Set exercise = Pick out each line of the listing below that contains the word "lavender" and copy those lines.

Records shown =
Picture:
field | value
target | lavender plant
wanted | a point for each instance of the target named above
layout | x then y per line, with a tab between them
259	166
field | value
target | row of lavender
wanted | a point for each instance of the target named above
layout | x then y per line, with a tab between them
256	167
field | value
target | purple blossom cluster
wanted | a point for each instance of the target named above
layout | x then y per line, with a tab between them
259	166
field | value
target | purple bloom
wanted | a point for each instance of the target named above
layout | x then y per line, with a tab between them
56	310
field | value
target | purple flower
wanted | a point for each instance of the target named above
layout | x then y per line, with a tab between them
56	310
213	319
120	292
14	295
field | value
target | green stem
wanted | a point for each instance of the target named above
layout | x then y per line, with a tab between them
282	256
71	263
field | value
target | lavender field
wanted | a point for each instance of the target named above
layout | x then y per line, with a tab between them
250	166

...

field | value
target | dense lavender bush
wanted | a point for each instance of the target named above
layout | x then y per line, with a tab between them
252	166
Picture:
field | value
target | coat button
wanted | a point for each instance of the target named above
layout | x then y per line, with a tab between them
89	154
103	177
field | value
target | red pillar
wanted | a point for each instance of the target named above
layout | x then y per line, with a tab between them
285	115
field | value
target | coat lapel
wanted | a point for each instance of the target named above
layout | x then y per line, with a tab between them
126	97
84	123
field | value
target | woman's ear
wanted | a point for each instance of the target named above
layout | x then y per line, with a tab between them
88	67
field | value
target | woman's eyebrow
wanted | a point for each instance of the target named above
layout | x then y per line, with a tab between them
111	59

--

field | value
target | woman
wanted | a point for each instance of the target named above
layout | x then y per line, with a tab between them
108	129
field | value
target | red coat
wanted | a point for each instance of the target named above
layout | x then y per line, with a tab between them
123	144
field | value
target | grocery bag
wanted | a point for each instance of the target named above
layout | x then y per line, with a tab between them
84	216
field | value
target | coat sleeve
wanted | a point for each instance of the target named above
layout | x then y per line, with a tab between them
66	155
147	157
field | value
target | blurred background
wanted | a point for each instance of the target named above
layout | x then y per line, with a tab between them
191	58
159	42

Solution to this task =
target | lavender plant
target | row of lavender
target | lavender field
target | dense lavender bush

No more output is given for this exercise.